#### [Extract to read]
________________

We introduce DeepNash, an autonomous agent capable of learning to play the imperfect information game Stratego from scratch, up to a human expert level. Stratego is one of the few iconic board games that Artificial Intelligence (AI) has not yet mastered. This popular game has an enormous game tree on the order of $10^{535}$ nodes, i.e., $10^{175}$ times larger than that of Go. It has the additional complexity of requiring decision-making under imperfect information, similar to Texas hold'em poker, which has a significantly smaller game tree (on the order of $10^{164}$ nodes). Decisions in Stratego are made over a large number of discrete actions with no obvious link between action and outcome. Episodes are long, with often hundreds of moves before a player wins, and situations in Stratego can not easily be broken down into manageably-sized sub-problems as in poker. For these reasons, Stratego has been a grand challenge for the field of AI for decades, and existing AI methods barely reach an amateur level of play. DeepNash uses a game-theoretic, model-free deep reinforcement learning method, without search, that learns to master Stratego via self-play. The Regularised Nash Dynamics (R-NaD) algorithm, a key component of DeepNash, converges to an approximate Nash equilibrium, instead of 'cycling' around it, by directly modifying the underlying multi-agent learning dynamics. DeepNash beats existing state-of-the-art AI methods in Stratego and achieved a yearly (2022) and all-time top-3 rank on the Gravon games platform, competing with human expert players.

________________

#### [Data section]
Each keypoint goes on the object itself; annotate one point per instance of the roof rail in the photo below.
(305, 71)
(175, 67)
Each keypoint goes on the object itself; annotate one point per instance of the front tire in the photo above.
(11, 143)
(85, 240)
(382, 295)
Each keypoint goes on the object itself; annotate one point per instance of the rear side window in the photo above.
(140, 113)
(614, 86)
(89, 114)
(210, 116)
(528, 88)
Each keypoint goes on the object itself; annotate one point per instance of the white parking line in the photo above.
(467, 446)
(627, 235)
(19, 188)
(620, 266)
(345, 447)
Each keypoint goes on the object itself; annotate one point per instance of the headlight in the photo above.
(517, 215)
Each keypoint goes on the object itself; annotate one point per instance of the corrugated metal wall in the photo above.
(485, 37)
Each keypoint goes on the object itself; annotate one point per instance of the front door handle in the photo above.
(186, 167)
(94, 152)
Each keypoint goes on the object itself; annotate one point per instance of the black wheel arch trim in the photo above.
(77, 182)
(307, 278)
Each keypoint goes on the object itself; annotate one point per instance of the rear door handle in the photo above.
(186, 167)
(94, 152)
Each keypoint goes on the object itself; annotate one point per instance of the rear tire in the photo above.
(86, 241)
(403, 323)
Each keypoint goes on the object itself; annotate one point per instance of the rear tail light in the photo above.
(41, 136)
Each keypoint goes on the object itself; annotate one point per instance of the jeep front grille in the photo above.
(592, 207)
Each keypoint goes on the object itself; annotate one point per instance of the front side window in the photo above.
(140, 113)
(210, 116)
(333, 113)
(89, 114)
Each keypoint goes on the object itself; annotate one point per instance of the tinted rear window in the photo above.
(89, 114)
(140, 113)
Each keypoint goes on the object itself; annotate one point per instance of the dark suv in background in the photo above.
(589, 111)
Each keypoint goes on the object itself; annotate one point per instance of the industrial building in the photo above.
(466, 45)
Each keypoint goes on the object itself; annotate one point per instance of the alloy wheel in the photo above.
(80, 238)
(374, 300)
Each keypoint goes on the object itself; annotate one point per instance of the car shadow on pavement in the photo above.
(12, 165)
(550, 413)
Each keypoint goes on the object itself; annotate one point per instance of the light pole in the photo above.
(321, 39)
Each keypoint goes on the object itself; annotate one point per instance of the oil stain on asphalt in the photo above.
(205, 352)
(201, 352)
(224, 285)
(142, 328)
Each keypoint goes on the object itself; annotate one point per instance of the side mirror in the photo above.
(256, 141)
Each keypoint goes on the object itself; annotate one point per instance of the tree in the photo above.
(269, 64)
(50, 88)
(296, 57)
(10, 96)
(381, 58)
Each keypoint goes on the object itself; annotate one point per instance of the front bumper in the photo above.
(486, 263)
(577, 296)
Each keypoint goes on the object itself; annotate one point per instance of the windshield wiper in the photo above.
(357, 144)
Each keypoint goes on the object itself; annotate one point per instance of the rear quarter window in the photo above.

________________

#### [Exercises]
1) List every game that the passage about DeepNash mentions by name.
2) Summarize the passage about DeepNash in two sentences.
Rely only on the passage about DeepNash.

#### [Outputs in order]
1) Stratego, Go, Texas hold'em poker

2) DeepNash is an autonomous agent that learns, from scratch and up to a human expert level, to play Stratego, an imperfect information game with an enormous game tree that AI had not yet mastered. It uses a game-theoretic, model-free deep reinforcement learning method without search, whose key component, R-NaD, converges to an approximate Nash equilibrium, and it beats existing state-of-the-art AI methods in Stratego and achieved a top-3 rank on the Gravon games platform.